**PROBLEM:** In the forum thread below about medicated feed for pregnant does, what rate does MsScamp give for feeding alfalfa pellets?

**PASSAGE SHOWN:**

# medicated feed for pregnant does?



## KRuss (Apr 27, 2013)

Can you feed medicated feed to a pregnant doe?

Also, if you had to choose between these feeds for a pregnant or milking doe which one would you choose? 
A. purina goat chow
Crude Protein (min.) 16.00%, Crude Fat (min.) 2.50%, Calcium (Ca) (min.) 0.80%, Salt (NaCl) (min.) 0.75%, Phosphorus (P) (min.) 0.60%, Crude Fiber (max.) 9.00%, Calcium (Ca) (max.) 1.30%, Salt (NaCl) (max.) 1.25%, Copper (Cu) (max.) 42 ppm, Copper (Cu) (min.) 39 ppm, Selenium (Se) (min.) 0.60 ppm, Vitamin A (min.) 5,000 IU/lb.

B. purina noble goat-medicated
Crude Protein (min.) 16.00%, Crude Fat (min.) 2.00%, Calcium (Ca) (min.) 0.80%, Phosphorus (P) (min.) 0.50%, Salt (NaCl) (min.) 0.40%, Crude Fiber (max.) 16.00%, Calcium (Ca) (max.) 1.20%, Salt (NaCl) (max.) 0.80%, Copper (Cu) ppm (max.) 27 ppm, Copper (Cu) ppm (min.) 22 ppm, Selenium (Se) ppm (min.) 0.30 ppm, Vitamin A (min.) 5,000 IU/lb.

C. dumor goat sweet formula
Crude Protein (min.) 16.00%, Crude Fat (min.) 3.50%, Calcium (Ca) (min.) .80%, Phosphorus (P) (min.) .50%, Salt (NaCl) (min.) .50%, Crude Fiber (max.) 12.00%, Calcium (Ca) (max.) 1.30%, Salt (NaCl) (max.) 1.00%, Copper (Cu) (min.) 40.00ppm, Copper (Cu) (max.) 45.00ppm, Selenium (Se) (min.) .60ppm, Zinc (Zn) (min.) 90.00ppm, Vitamin A (min.) 5000.00IU/lb., Vitamin D3 (min.) 750.00IU/lb., Vitamin E (min.) 40.00IU/lb


----------



## MsScamp (Feb 1, 2010)

I'm not sure I would feed medicated feed to a pregnant doe. What kind of hay are you providing? If it is a good grass/alfalfa mix or a good straight alfalfa hay, you should not need to supplement. Remember, you don't want to feed a lot of extra protein in the last trimester as it can easily cause bigger kids and kidding problems. If, for some reason, the does in question need supplementation I would go with alfalfa pellets fed at the rate of 1/2 to 1 lb per doe. 

As for the feeds - if those are my only 3 choices, I would probably go with the Dumor because I refuse to feed Purina. I would also check out the website for ADM Alliance and Essential Show Feeds to see if I could find a dealer in my area.


----------



## ksalvagno (Oct 6, 2009)

You can. The medicated feed is for coccidia so it really isn't necessary. Is that all you can really get? Really don't like any of those choices.


----------



## Jessica84 (Oct 27, 2011)

**EXTRACTED ENTRIES:**
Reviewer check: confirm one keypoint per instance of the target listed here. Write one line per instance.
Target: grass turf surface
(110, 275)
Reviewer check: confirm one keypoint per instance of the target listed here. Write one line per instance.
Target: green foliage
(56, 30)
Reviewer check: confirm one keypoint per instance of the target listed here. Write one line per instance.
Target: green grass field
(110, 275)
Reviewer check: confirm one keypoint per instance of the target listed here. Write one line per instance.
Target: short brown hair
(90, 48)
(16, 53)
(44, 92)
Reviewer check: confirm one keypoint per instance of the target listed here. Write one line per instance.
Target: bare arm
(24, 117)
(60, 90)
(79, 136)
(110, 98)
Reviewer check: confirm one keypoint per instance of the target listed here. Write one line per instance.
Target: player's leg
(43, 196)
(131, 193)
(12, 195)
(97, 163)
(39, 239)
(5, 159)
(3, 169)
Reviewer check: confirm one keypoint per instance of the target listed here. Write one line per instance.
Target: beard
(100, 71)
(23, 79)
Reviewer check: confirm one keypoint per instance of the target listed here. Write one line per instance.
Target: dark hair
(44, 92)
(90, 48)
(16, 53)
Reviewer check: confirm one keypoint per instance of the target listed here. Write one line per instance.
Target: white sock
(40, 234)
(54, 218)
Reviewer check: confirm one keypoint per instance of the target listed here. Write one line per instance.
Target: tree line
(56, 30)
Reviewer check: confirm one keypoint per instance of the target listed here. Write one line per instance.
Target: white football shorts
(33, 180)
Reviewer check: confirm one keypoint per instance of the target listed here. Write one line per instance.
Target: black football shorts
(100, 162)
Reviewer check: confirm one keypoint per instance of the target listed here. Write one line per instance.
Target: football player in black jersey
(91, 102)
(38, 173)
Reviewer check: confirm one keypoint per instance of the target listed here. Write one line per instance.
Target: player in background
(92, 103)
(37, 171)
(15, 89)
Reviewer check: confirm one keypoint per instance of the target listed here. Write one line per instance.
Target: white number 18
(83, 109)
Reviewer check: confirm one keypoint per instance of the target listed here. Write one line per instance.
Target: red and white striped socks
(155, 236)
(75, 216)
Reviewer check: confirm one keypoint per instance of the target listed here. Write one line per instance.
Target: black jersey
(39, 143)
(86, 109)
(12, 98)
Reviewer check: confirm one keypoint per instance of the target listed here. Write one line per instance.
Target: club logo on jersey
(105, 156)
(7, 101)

**RESULT OF THE EXERCISE:** 1/2 to 1 lb per doe